Look through the records that follow. Copy every line containing the word "Point".

> [Stored entries]
..........

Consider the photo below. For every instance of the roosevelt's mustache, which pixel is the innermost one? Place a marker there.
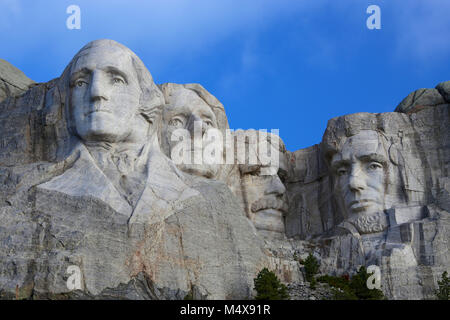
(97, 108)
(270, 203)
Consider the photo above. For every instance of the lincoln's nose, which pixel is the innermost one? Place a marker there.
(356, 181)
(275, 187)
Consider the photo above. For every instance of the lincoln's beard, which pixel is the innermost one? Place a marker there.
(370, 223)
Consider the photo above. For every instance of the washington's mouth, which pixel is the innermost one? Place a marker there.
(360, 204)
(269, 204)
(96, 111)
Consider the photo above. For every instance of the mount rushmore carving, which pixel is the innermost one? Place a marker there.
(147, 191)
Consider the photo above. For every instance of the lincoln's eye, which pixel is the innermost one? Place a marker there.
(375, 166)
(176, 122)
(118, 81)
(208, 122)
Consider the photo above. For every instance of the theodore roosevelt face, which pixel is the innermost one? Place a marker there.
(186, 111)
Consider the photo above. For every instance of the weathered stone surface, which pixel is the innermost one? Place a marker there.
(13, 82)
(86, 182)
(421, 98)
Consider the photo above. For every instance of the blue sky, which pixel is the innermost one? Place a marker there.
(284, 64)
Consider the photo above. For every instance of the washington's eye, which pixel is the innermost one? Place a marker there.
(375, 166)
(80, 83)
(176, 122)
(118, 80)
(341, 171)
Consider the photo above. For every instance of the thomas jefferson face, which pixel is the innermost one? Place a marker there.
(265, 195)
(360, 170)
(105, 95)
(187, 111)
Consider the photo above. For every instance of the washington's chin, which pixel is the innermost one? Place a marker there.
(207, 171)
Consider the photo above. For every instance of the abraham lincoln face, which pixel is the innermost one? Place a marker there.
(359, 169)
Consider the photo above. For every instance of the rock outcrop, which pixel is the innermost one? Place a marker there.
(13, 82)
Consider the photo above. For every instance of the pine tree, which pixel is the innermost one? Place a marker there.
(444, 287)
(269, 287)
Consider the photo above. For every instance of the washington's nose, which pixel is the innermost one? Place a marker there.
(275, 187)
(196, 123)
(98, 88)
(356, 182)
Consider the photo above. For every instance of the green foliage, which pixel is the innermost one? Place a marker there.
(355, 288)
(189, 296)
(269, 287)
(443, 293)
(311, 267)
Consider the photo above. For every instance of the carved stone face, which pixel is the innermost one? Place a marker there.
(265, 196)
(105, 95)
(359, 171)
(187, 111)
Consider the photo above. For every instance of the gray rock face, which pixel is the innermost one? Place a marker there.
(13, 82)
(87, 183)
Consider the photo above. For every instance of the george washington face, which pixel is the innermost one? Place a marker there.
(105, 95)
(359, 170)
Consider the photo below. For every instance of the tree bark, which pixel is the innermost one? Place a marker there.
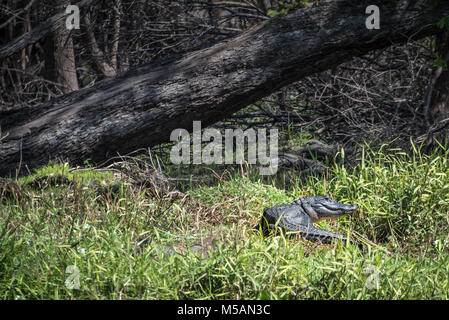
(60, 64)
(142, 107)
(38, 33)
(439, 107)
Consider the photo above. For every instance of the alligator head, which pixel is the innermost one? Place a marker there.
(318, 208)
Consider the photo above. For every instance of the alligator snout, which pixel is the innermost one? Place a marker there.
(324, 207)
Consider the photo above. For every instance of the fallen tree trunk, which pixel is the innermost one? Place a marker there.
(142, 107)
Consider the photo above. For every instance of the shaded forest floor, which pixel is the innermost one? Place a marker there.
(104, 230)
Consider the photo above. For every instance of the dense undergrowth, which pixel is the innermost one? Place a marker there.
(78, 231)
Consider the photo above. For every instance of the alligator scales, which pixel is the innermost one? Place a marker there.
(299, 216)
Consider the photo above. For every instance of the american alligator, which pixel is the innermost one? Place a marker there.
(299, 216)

..........

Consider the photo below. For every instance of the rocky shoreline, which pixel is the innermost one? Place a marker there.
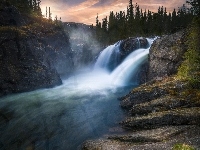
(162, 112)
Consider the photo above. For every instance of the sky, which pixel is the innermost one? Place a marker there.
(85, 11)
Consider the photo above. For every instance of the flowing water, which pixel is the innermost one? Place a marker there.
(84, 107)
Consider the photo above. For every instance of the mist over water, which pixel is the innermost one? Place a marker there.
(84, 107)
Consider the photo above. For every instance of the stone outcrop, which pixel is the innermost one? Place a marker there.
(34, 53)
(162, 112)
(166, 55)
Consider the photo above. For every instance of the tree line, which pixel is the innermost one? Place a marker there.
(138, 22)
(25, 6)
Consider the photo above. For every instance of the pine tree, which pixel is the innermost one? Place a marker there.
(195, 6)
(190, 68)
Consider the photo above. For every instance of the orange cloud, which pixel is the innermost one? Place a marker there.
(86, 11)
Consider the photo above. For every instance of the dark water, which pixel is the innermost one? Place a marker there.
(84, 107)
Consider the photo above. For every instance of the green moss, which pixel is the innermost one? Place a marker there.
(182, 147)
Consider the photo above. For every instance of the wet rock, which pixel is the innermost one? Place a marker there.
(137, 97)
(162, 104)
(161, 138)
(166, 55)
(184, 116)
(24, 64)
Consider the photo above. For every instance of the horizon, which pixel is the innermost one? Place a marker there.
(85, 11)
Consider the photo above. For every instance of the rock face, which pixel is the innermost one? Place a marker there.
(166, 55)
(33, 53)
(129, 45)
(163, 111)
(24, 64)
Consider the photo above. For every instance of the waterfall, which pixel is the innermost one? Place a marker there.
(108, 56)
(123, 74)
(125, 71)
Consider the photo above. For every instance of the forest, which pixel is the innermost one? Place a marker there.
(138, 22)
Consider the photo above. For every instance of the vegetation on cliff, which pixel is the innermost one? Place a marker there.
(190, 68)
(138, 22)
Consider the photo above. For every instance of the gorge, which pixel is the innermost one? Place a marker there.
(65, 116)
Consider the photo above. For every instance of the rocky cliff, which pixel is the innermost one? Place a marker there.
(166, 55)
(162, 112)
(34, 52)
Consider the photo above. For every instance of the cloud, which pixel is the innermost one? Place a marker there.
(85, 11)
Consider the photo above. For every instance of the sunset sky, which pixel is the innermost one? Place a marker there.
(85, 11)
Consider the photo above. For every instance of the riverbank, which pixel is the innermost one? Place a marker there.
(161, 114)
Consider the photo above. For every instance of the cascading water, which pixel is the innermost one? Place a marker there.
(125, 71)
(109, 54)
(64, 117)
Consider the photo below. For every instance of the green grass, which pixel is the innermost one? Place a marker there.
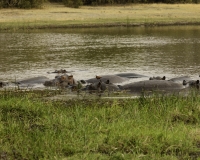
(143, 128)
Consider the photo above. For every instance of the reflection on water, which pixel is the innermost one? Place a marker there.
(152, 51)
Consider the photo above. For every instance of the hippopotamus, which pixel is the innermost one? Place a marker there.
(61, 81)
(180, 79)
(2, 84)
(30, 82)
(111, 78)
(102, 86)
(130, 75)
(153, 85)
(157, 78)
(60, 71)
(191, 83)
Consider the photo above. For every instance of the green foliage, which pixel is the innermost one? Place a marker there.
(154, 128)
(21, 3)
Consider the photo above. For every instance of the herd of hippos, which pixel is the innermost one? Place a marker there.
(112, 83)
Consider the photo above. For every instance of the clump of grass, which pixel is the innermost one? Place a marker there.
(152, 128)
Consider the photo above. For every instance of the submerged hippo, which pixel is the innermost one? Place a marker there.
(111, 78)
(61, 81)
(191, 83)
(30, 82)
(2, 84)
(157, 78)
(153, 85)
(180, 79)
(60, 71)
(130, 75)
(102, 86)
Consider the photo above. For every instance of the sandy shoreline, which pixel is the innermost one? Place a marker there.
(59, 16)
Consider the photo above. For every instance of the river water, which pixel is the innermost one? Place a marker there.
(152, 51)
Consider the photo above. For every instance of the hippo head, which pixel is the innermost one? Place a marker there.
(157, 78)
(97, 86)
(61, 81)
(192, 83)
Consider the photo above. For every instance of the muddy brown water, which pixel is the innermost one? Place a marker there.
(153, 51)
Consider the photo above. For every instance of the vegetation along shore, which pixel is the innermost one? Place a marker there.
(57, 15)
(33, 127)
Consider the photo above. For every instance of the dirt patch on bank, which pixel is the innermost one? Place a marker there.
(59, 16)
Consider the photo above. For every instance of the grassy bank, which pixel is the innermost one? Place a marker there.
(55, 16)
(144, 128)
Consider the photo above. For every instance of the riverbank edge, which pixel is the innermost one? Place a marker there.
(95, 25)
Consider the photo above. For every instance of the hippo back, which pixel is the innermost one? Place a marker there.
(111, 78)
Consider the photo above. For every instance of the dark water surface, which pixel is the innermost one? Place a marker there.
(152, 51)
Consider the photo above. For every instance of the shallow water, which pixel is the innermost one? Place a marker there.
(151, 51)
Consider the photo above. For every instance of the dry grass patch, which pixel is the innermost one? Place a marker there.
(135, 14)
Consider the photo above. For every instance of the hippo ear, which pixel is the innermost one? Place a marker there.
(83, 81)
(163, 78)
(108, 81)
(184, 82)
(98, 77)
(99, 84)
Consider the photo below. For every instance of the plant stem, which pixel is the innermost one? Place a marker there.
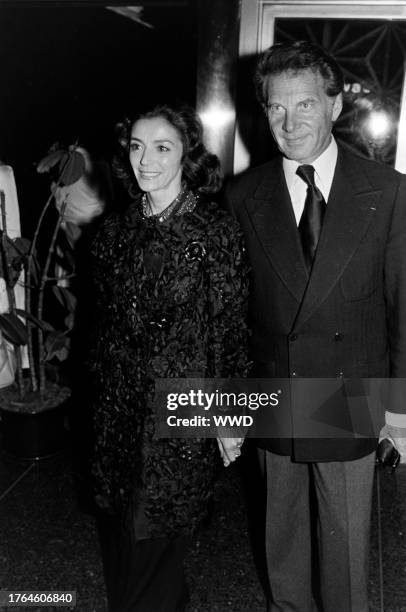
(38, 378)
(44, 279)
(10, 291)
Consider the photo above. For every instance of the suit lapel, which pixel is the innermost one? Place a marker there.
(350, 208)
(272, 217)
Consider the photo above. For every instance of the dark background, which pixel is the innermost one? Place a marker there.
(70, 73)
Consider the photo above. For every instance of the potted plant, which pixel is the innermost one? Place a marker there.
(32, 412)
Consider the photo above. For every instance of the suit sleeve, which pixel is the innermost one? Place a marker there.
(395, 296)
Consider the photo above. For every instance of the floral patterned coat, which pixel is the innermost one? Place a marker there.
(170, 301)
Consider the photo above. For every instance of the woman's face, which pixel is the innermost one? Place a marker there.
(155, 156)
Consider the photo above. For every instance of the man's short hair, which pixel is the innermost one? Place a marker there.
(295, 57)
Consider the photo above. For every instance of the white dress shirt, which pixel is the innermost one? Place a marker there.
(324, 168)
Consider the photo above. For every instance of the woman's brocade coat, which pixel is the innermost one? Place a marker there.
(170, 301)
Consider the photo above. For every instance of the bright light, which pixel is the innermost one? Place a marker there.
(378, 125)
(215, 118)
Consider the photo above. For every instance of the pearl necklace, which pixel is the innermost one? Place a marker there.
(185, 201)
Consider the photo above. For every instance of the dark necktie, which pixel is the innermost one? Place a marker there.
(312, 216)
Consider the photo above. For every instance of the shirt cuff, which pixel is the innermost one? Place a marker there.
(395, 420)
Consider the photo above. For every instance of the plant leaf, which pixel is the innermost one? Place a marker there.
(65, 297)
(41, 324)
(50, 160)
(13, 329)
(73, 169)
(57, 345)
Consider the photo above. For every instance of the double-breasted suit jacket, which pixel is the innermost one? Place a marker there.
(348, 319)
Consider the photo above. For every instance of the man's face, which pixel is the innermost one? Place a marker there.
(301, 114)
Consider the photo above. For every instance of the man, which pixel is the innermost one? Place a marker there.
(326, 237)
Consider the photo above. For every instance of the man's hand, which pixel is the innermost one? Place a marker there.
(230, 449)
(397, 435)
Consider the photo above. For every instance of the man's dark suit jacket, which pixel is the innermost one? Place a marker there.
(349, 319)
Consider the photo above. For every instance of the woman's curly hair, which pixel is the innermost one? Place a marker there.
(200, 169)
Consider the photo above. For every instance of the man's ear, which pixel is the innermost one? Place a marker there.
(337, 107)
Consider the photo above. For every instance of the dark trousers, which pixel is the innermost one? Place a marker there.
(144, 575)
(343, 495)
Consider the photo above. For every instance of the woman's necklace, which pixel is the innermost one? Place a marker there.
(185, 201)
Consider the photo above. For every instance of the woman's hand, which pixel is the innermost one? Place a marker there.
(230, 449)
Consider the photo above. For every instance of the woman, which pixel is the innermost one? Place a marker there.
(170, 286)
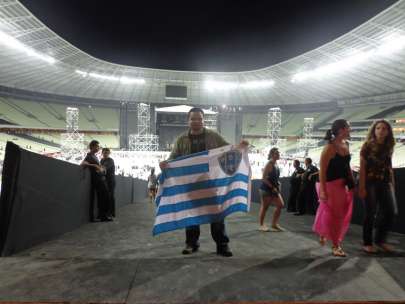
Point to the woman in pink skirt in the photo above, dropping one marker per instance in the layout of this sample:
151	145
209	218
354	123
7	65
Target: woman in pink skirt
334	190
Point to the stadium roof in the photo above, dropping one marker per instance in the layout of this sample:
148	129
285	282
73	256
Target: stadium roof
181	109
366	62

..........

> [Reply]
Point to the woman in pink skirt in the photo above, dropping one marker per instance in the layout of this sample:
Point to the stadium roof in the photo above, dropping one marker per instance in the layout of this sample:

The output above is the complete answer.